EXERCÍCIOS PROPOSTOS.
a. Indique se cada afirmação concorda com o trecho sobre Amartya Sen: (i) Sen deixa de lado a importância dos mercados para o desenvolvimento; (ii) segundo o trecho, no sistema democrático há pobreza, mas não fome coletiva; (iii) governantes ditatoriais são estimulados a tomar medidas preventivas. Responda sim ou não a cada uma, citando literalmente as palavras do trecho que decidem a questão.
b. Reescreva em forma de lista, de modo mais conciso, o parágrafo do trecho sobre Amartya Sen que se inicia com "Amartya Sen realiza seus estudos", preservando suas informações principais.
c. Prossiga com a redação do trecho sobre Amartya Sen a partir do ponto em que ele termina.

TRECHO DE ORIGEM.
>>>>>

Amartya Sen em nenhum momento deixa de lado a importância dos mercados para o processo de desenvolvimento, tampouco de sua contribuição para o elevado crescimento e progresso econômico. No entanto, alerta que aceitar que sua contribuição influenciaria somente o crescimento econômico seria restringir o papel dos mercados, pois a liberdade de troca e transação é ela própria uma parte essencial das liberdades básicas que as pessoas têm razão para valorizar:
A contribuição do mecanismo de mercado para o crescimento econômico é obviamente importante, mas vem depois do reconhecimento da importância direta da liberdade de troca – de palavras, bens, presentes. (...) a negação do acesso aos mercados de produtos frequentemente está entre as privações enfrentadas por muitos pequenos agricultores sujeitos à organização e restrição tradicionais. A liberdade de participar do intercâmbio econômico tem um papel básico na vida social (SEN, 2012, p. 20,21).

Significa que, entrar em mercados livremente, em contraposição ao trabalho por coação, ou por falta de outra opção, contribui por si só, e é fundamental para o desenvolvimento, independentemente de suas influências para a promoção do crescimento econômico ou para a industrialização.
Amartya Sen realiza seus estudos observando sistemas políticos diversos, incluindo os modelos ditatoriais. Por essa razão aponta o sistema político democrático como a ponte mais adequada em direção a uma das liberdades principais, a liberdade política. O autor demonstra que no modelo democrático os demais tipos de liberdade podem ser fortalecidos e que nesse sistema é nula a ocorrência de ‘fomes coletivas’ ente outros desastres econômicos. Há pobreza, pobreza extrema, mas nunca fome coletiva, o que de fato ocorre em muitos governos totalitários.
Esses fenômenos negativos são imensamente maiores em países com regimes ditatoriais e opressivos. Governantes ditatoriais não são estimulados a tomar medidas preventivas acerca dessas questões, pois não precisam apresentar projetos para vencer eleições, ao contrário do que acontece num ambiente democrático.
Pessoas sem liberdades políticas ou sem direitos civis estão privadas de liberdades importantes para conduzir suas vidas e de participar de decisões terminantes ligadas a assuntos públicos, restringindo suas vidas social e politicamente. Desse modo, todos os tipos de privações devem ser considerados repressivos, mesmo que não acarretem outros males.

<<<<<

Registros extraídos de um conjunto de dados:
>>>>>

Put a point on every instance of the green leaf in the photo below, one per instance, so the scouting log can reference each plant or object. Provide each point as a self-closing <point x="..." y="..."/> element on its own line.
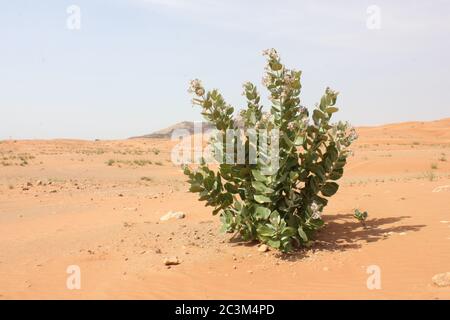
<point x="329" y="189"/>
<point x="274" y="243"/>
<point x="261" y="199"/>
<point x="262" y="213"/>
<point x="331" y="110"/>
<point x="259" y="176"/>
<point x="302" y="234"/>
<point x="261" y="187"/>
<point x="266" y="231"/>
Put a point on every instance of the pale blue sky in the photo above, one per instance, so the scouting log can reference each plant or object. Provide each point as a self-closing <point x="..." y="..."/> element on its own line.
<point x="126" y="71"/>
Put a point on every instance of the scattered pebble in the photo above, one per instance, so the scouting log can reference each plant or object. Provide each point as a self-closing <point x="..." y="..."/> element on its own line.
<point x="171" y="261"/>
<point x="441" y="279"/>
<point x="172" y="215"/>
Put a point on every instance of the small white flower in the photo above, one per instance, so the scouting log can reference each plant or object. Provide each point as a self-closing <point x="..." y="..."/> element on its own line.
<point x="271" y="53"/>
<point x="195" y="86"/>
<point x="291" y="125"/>
<point x="316" y="213"/>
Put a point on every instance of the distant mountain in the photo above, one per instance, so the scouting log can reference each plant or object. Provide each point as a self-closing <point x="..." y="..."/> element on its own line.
<point x="167" y="132"/>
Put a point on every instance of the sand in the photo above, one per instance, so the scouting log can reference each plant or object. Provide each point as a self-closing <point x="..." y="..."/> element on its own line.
<point x="65" y="203"/>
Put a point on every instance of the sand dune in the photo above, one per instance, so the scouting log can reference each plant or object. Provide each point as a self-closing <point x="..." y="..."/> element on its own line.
<point x="98" y="205"/>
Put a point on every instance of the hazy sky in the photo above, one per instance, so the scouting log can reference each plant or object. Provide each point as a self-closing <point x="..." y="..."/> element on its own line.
<point x="126" y="71"/>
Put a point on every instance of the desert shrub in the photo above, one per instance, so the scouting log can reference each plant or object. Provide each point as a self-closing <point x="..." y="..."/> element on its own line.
<point x="284" y="208"/>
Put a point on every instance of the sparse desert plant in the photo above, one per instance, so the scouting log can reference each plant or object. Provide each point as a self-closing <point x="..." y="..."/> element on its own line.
<point x="430" y="175"/>
<point x="282" y="209"/>
<point x="361" y="216"/>
<point x="155" y="151"/>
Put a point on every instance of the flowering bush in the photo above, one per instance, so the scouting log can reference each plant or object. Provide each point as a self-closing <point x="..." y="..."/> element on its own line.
<point x="284" y="207"/>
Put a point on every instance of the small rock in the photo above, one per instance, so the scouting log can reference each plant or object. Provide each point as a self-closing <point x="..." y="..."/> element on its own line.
<point x="171" y="261"/>
<point x="442" y="279"/>
<point x="172" y="215"/>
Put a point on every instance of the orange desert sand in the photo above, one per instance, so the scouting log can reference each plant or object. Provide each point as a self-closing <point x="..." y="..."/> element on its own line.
<point x="98" y="204"/>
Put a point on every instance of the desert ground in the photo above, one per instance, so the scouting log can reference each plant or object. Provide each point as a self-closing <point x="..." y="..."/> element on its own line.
<point x="97" y="205"/>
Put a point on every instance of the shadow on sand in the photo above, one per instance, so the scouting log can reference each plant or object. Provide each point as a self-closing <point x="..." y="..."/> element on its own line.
<point x="343" y="232"/>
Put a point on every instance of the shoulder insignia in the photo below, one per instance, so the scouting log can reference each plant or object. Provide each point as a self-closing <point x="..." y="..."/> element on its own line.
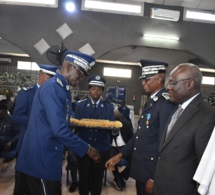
<point x="27" y="88"/>
<point x="81" y="101"/>
<point x="59" y="82"/>
<point x="165" y="95"/>
<point x="155" y="98"/>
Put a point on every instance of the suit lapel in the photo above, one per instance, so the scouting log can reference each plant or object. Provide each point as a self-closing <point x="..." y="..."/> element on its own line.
<point x="185" y="116"/>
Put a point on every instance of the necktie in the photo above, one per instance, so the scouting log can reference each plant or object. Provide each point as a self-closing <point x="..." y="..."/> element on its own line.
<point x="94" y="105"/>
<point x="148" y="102"/>
<point x="174" y="119"/>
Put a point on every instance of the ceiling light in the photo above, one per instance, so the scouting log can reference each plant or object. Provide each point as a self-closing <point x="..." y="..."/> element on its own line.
<point x="161" y="37"/>
<point x="165" y="14"/>
<point x="207" y="70"/>
<point x="70" y="6"/>
<point x="192" y="15"/>
<point x="41" y="3"/>
<point x="112" y="7"/>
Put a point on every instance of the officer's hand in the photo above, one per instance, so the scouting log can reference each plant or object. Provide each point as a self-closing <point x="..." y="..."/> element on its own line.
<point x="149" y="186"/>
<point x="94" y="154"/>
<point x="113" y="161"/>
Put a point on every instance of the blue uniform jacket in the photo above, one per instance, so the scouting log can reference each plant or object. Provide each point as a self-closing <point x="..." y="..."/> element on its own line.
<point x="42" y="149"/>
<point x="145" y="142"/>
<point x="98" y="138"/>
<point x="22" y="111"/>
<point x="125" y="111"/>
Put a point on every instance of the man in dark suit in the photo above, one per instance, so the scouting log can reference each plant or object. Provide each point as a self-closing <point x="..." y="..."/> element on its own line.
<point x="91" y="173"/>
<point x="183" y="142"/>
<point x="145" y="142"/>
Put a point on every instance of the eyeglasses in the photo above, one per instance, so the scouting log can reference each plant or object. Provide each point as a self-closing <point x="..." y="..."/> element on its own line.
<point x="81" y="74"/>
<point x="148" y="78"/>
<point x="172" y="84"/>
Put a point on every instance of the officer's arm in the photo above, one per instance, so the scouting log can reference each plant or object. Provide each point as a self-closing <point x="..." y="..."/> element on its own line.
<point x="20" y="115"/>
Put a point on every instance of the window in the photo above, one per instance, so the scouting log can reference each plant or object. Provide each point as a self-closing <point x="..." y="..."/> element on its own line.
<point x="113" y="7"/>
<point x="117" y="72"/>
<point x="208" y="80"/>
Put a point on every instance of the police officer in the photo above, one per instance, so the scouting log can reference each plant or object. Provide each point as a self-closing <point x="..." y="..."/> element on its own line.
<point x="90" y="173"/>
<point x="145" y="142"/>
<point x="40" y="158"/>
<point x="124" y="110"/>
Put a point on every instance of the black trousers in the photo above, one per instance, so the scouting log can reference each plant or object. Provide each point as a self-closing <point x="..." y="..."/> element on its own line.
<point x="141" y="188"/>
<point x="126" y="172"/>
<point x="91" y="174"/>
<point x="36" y="186"/>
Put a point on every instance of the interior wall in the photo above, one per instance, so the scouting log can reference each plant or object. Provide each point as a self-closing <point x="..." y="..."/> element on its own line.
<point x="24" y="26"/>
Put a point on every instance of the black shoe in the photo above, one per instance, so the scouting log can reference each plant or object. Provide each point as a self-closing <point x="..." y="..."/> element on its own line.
<point x="73" y="187"/>
<point x="117" y="184"/>
<point x="7" y="160"/>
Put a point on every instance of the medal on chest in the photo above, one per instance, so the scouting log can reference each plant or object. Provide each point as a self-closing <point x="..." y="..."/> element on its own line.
<point x="67" y="109"/>
<point x="148" y="116"/>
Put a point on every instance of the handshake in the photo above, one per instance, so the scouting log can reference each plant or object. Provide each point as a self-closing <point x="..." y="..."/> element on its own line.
<point x="94" y="154"/>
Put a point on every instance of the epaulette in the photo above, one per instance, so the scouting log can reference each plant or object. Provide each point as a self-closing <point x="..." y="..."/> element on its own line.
<point x="79" y="101"/>
<point x="165" y="95"/>
<point x="27" y="88"/>
<point x="59" y="82"/>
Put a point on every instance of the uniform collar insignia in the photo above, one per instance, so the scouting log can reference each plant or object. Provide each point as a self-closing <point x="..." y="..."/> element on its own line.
<point x="59" y="82"/>
<point x="165" y="95"/>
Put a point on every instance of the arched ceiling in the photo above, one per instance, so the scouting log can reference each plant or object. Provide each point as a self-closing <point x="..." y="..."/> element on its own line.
<point x="113" y="37"/>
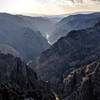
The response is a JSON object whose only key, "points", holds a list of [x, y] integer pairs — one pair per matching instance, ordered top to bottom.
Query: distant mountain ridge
{"points": [[74, 22], [21, 35], [77, 48]]}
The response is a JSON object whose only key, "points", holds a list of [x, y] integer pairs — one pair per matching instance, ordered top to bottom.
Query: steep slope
{"points": [[74, 22], [44, 24], [15, 32], [78, 47], [19, 82], [82, 83]]}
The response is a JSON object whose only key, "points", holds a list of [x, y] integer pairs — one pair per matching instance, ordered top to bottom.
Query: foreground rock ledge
{"points": [[19, 82]]}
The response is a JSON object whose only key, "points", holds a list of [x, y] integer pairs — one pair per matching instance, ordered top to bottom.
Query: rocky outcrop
{"points": [[73, 22], [21, 35], [78, 47], [19, 82], [82, 83]]}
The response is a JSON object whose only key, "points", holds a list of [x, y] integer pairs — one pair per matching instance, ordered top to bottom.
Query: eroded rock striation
{"points": [[78, 47], [19, 82]]}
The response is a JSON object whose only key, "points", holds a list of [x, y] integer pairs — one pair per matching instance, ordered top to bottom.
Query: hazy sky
{"points": [[50, 7]]}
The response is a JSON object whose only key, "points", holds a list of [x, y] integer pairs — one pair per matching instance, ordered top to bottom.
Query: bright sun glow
{"points": [[51, 7]]}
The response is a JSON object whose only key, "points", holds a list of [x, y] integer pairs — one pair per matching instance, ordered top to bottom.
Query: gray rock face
{"points": [[73, 22], [21, 35], [77, 48], [19, 82], [83, 83]]}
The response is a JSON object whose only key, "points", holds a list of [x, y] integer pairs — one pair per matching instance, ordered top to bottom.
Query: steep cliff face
{"points": [[73, 22], [21, 35], [76, 48], [19, 82], [82, 83]]}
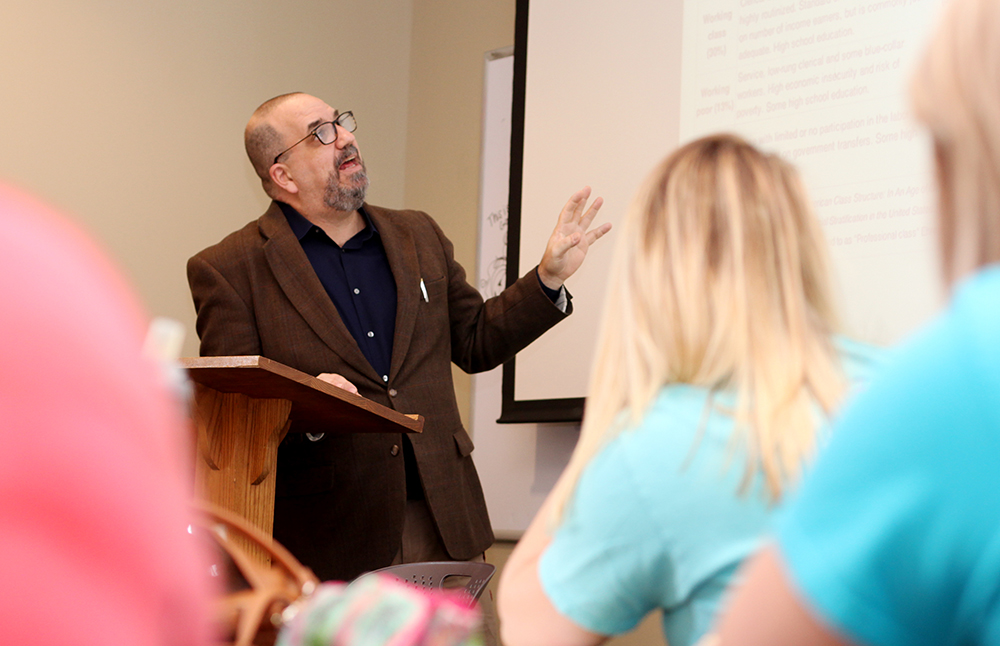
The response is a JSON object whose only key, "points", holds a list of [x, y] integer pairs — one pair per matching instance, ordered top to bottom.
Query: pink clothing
{"points": [[94, 474]]}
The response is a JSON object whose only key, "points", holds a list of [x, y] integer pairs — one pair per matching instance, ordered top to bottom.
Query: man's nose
{"points": [[344, 138]]}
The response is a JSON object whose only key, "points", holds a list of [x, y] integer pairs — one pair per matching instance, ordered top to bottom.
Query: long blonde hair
{"points": [[956, 94], [719, 280]]}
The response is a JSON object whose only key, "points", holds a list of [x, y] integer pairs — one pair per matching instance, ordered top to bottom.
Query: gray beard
{"points": [[346, 198]]}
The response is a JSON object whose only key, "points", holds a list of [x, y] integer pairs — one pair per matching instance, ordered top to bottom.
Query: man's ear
{"points": [[282, 178]]}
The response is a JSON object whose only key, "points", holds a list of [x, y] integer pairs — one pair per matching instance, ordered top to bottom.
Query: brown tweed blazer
{"points": [[340, 500]]}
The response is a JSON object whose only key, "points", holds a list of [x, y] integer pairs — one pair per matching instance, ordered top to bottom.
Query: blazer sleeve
{"points": [[225, 321], [486, 334]]}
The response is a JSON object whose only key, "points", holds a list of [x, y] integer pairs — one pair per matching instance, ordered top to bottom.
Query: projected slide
{"points": [[824, 83], [611, 88]]}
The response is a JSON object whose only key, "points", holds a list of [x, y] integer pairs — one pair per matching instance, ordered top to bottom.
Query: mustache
{"points": [[348, 151]]}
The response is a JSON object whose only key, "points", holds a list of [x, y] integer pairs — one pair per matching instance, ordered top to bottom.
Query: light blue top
{"points": [[656, 520], [895, 536]]}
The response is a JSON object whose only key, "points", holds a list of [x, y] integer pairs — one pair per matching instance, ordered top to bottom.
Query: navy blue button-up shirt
{"points": [[359, 281]]}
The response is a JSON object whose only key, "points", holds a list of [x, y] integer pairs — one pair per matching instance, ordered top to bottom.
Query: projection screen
{"points": [[605, 90]]}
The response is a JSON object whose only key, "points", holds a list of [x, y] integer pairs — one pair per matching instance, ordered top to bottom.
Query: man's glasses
{"points": [[326, 132]]}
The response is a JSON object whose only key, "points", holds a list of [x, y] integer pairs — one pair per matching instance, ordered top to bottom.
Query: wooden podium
{"points": [[243, 408]]}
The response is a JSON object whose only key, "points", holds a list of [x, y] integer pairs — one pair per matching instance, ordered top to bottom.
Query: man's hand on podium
{"points": [[338, 381]]}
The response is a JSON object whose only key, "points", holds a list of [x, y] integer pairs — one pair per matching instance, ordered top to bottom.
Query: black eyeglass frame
{"points": [[349, 115]]}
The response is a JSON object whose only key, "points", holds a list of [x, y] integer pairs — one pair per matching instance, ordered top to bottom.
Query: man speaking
{"points": [[371, 300]]}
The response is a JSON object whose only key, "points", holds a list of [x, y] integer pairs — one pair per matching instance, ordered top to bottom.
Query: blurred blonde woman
{"points": [[716, 370], [895, 536]]}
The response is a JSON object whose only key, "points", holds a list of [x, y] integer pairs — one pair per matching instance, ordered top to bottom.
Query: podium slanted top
{"points": [[316, 405]]}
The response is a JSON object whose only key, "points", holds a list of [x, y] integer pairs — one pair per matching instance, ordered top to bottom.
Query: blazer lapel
{"points": [[401, 250], [296, 277]]}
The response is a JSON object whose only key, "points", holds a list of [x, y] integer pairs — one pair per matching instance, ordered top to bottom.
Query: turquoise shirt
{"points": [[656, 520], [895, 536]]}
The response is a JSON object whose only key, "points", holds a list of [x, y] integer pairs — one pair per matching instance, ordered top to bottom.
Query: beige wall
{"points": [[129, 115]]}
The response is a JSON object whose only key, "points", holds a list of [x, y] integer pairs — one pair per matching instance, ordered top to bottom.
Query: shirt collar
{"points": [[301, 226]]}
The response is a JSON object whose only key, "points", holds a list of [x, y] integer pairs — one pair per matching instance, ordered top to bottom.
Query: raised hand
{"points": [[569, 242]]}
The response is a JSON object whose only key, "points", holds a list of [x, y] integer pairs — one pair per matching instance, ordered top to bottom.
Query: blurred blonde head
{"points": [[956, 94], [719, 280]]}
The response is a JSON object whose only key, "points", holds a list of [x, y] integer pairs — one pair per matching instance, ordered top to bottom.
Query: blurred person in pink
{"points": [[94, 491]]}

<<<<<

RESPOSTAS POR ITEM.
a.
(i) Não: "Amartya Sen em nenhum momento deixa de lado a importância dos mercados para o processo de desenvolvimento".
(ii) Sim: "Há pobreza, pobreza extrema, mas nunca fome coletiva".
(iii) Não: "Governantes ditatoriais não são estimulados a tomar medidas preventivas acerca dessas questões".

b.
- Sen estuda sistemas políticos diversos, inclusive os ditatoriais.
- Por isso, aponta a democracia como o caminho mais adequado para a liberdade política, uma das liberdades principais.
- No modelo democrático, os demais tipos de liberdade podem ser fortalecidos.
- Nesse sistema não ocorrem fomes coletivas: há pobreza, inclusive extrema, mas nunca fome coletiva.
- A fome coletiva ocorre, de fato, em muitos governos totalitários.

c.
Amartya Sen encontra uma metodologia bastante distinta das tradicionais para entender o processo do desenvolvimento. Faz uma aproximação com a filosofia de Aristóteles no que se refere à riqueza (que por si própria não seria o bem que os homens almejam, e sendo sua utilidade avaliada tão somente diante de sua capacidade de obter alguma outra coisa). A riqueza por si só não seria o alvo de interesse real (ou primeiro) dos indivíduos, mas sim as experiências e estilos de vida com os quais a riqueza estabelece pontes.
As liberdades, dessa forma, precisam ser encaradas idealmente como meios e fins ligados ao desenvolvimento, de modo a alcançar um grau de liberdade consolidado que possa vir a ser cada vez mais usufruído pelos indivíduos. A abordagem geral se concentra nas capacidades de as pessoas fazerem coisas que elas têm razão para prezar e na sua liberdade para levar um tipo de vida que com razão valorizam.
Em “Desenvolvimento como Liberdade”, a perspectiva baseada na liberdade pode levar em conta “o interesse do utilitarismo[1] no bem-estar humano, o envolvimento do libertarismo[2] com os processos de escolha e a liberdade de agir, e o enfoque da teoria rawlsiana[3] sobre a liberdade formal e sobre os recursos necessários para as liberdades substantivas” (SEN, 2012, p.118).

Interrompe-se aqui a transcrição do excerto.